What to do
In the excerpt about compile commands, what naive first step is proposed for finding a header's implementation file?

Excerpt
══════
The command looks like this for the header: "command": "/usr/local/bin/clang++ -std=c++11 -Werror -pthread -fPIC -fopenmp -fcolor-diagnostics -O0 -g -DDEBUG -fsanitize=address -march=native -c /home/cjackson/DataStructures/Public/ObjectBuffer.h",

And its associated implementation file looks like this: "command": "/usr/local/bin/clang -std=c11 -Werror -pthread -fPIC -fopenmp -fcolor-diagnostics -O0 -g -DDEBUG -fsanitize=address -fPIC -march=native -Weverything -Wno-c++98-compat -Wno-c++98-compat-pedantic -Wno-pedantic -Wno-c99-extensions -Wno-format-non-iso -Wno-covered-switch-default -Wno-switch-enum -Wno-strict-prototypes -Wno-missing-prototypes -Wno-global-constructors -Wno-exit-time-destructors -Wno-vla -Wno-zero-length-array -Wno-undef -Wno-padded -Wno-weak-vtables -Wno-missing-noreturn -Wno-zero-as-null-pointer-constant -Wno-deprecated -Wno-old-style-cast -Wno-reserved-id-macro -Wno-unused-macros -Wno-inconsistent-missing-destructor-override -Wno-reorder -Wno-unused-parameter -Wno-sign-compare -Wno-sign-conversion -Wno-shorten-64-to-32 -Wno-documentation -Wno-documentation-unknown-command -Wno-bad-function-cast -Wno-format-nonliteral -Wno-cast-align -Wno-unreachable-code-break -Wno-unreachable-code-return -Wno-disabled-macro-expansion -Wno-cast-qual -Wno-double-promotion -o DataStructures/CMakeFiles/DataStructures.dir/Private/ObjectBuffer.c.o -c /home/cjackson/DataStructures/Private/ObjectBuffer.c",

And here's the command for one of the CPP files that includes the C header: "command": "/usr/local/bin/clang++ -std=c++11 -Werror -pthread -fPIC -fopenmp -fcolor-diagnostics -O0 -g -DDEBUG -fsanitize=address -march=native -o Infrastructure.Tests/CMakeFiles/Infrastructure.Tests.dir/ObjectBufferTests.cpp.o -c /home/cjackson/Infrastructure.Tests/ObjectBufferTests.cpp",

Based on this one example, it appears that the commands for the CPP file overrode the ones for the header's implementation file. What do you think about giving precedence to the commands that are associated with the implementation file if it can be determined? As a first step, a naive implementation could just look for a file with the same name, but with a different file extension (i.e., .cpp instead of .h)
══════
[Referring expression grounding data]

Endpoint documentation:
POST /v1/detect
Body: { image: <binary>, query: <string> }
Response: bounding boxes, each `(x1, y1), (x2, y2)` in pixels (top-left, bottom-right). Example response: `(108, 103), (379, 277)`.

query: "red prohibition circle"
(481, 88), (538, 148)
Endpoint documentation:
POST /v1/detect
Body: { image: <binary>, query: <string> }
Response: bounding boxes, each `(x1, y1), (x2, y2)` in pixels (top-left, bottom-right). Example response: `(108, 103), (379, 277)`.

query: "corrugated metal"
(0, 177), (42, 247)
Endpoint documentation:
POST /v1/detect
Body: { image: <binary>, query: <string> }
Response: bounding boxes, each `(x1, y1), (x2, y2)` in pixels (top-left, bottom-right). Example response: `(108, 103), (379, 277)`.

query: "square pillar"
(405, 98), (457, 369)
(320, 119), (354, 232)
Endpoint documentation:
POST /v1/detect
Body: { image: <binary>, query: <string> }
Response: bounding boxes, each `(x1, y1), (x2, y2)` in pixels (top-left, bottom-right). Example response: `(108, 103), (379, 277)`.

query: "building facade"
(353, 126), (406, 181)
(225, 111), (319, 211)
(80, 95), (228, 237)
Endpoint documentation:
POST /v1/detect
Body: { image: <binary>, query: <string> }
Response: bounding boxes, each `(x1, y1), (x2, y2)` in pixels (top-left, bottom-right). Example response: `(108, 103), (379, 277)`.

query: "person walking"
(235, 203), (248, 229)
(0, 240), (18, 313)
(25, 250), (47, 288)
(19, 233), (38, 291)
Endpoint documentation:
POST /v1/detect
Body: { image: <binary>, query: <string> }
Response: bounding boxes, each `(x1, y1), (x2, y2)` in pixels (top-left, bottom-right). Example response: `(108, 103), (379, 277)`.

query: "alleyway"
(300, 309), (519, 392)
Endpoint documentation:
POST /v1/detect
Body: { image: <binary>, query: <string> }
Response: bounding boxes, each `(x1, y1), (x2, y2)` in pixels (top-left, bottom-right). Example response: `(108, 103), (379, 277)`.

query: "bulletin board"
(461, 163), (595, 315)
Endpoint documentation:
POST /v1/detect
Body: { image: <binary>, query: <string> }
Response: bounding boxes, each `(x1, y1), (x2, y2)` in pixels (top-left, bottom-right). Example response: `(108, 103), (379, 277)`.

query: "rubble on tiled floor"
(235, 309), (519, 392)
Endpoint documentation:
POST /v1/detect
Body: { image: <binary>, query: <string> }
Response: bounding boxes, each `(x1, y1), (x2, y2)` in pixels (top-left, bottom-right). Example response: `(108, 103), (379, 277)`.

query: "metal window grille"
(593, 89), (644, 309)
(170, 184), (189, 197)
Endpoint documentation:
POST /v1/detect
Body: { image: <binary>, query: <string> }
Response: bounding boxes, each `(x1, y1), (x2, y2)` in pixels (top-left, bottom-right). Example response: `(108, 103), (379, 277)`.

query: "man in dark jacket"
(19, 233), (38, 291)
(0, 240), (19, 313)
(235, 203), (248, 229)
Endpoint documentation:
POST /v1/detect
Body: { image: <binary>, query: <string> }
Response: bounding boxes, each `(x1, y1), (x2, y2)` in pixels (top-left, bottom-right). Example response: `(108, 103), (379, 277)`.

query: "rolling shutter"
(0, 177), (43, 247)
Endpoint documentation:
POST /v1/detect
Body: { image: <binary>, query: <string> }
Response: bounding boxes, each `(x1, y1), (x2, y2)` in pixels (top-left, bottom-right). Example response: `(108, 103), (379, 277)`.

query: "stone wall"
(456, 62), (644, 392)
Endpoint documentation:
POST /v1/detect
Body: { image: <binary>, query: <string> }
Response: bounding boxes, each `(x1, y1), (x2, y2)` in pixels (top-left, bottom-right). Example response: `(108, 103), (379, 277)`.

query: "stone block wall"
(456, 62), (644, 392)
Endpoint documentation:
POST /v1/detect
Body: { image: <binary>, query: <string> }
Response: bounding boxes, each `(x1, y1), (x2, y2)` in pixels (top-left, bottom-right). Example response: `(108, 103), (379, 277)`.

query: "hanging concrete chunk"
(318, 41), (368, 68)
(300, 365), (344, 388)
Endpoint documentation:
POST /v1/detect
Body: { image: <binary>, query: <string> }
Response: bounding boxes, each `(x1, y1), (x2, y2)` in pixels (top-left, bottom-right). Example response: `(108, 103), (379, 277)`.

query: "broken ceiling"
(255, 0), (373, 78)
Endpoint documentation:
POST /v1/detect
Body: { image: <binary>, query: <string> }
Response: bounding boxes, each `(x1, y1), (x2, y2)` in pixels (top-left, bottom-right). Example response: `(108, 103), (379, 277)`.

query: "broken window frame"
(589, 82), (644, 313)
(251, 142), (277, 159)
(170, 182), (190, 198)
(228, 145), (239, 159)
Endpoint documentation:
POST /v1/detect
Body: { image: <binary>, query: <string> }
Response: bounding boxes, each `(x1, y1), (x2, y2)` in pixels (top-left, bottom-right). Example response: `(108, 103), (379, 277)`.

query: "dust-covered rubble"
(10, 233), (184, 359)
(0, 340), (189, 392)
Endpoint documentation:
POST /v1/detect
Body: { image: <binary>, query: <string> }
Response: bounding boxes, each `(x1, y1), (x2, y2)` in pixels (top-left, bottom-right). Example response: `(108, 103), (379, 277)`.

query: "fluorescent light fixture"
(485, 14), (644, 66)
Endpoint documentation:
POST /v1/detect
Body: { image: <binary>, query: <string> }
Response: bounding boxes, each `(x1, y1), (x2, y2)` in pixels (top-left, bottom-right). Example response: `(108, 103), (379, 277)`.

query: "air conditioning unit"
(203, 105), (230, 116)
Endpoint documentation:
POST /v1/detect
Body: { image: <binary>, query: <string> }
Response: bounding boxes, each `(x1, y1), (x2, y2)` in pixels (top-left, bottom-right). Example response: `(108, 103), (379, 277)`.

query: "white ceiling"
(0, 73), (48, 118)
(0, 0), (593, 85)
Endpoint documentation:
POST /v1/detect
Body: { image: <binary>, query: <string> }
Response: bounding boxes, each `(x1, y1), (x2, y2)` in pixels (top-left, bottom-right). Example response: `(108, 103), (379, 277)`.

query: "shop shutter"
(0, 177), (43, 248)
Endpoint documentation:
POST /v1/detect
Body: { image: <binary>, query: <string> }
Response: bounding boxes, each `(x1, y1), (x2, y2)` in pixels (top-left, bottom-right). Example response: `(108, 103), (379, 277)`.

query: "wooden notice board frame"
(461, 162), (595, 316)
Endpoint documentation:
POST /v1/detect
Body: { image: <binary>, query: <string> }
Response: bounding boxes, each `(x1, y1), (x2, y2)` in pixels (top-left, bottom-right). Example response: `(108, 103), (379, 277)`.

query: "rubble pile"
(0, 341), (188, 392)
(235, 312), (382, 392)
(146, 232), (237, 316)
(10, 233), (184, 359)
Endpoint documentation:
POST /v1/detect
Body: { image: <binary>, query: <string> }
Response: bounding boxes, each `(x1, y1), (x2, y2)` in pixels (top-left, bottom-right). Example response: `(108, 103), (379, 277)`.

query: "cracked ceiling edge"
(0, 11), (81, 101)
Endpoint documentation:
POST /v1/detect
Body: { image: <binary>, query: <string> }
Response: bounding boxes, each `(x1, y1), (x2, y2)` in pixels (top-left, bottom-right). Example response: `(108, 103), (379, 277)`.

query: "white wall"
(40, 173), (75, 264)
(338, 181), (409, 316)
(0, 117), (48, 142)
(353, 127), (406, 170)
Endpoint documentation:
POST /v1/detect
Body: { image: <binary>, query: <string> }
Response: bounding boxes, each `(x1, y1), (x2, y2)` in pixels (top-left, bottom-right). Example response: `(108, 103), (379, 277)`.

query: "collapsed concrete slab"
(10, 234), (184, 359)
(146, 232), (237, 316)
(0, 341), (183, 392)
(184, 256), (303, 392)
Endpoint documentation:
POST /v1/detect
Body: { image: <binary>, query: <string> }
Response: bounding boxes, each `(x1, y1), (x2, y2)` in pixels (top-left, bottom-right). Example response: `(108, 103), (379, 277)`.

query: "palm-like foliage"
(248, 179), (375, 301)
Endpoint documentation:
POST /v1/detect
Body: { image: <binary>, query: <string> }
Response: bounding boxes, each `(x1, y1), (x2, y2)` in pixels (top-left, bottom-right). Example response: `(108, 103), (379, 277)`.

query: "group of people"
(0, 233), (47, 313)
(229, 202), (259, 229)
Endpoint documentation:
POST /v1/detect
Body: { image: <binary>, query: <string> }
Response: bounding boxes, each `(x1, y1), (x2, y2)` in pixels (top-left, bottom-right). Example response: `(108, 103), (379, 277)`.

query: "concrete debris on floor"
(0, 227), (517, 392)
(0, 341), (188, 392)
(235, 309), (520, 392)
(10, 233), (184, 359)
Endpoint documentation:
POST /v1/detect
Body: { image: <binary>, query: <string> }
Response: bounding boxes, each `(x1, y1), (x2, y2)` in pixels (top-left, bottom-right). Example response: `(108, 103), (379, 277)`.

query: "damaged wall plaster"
══════
Reply
Look for a file with the same name but a different file extension, such as .cpp instead of .h.